(PASSAGE TO READ):
::::
[Tutor] default argument frustration
Karl Pflästerer
sigurd at 12move.de
Fri Feb 11 22:44:30 CET 2005
On 11 Feb 2005, alan.gauld at freenet.co.uk wrote:
>> FOR THE LOVE OF MIKE can someone tell me even one reason why this
>> isn't a misfeature?!?!
> Its the only sane way to implement default arguments. The whole
> point of function definitions is that they provide a single concise
> interface. The function should return the same result each time
> you call it with the same input. The only way to achieve that
> is to have the default calculated once.
IBTD.
With full lexical scope you only need to calculate the default argument
in the lexical scope it was defined in. Look at a languale like Common
Lisp.
Here is first an example in Python:
.>>> def mutate_list (L=list()):
.... L.append(1)
.... return L
....
.>>> mutate_list()
.[1]
.>>> mutate_list()
.[1, 1]
.>>
Now the same in Common Lisp:
[17]> (defun dont-mutate (&optional (L (list)))
(push 1 L))
DONT-MUTATE
[18]> (dont-mutate)
(1)
[19]> (dont-mutate)
(1)
::::
(TO BE DONE):
1. Answer these questions about the mailing-list post:
(a) Which language does the writer suggest looking at as an example of full lexical scope?
(b) What does the second call to mutate_list() return in the Python example?
(c) At what date and time was the post sent?
2. Copy every one of the entries below character for character.
The mailing-list post and the entries that come after it have no connection to each other.

(GIVEN RECORDS):
::::
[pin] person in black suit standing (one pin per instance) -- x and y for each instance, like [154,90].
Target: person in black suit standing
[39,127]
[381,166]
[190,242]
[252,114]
::::
(TASK-BY-TASK RESULTS):
1.
(a) Common Lisp
(b) [1, 1]
(c) Fri Feb 11 22:44:30 CET 2005

2.
[pin] person in black suit standing (one pin per instance) -- x and y for each instance, like [154,90].
Target: person in black suit standing
[39,127]
[381,166]
[190,242]
[252,114]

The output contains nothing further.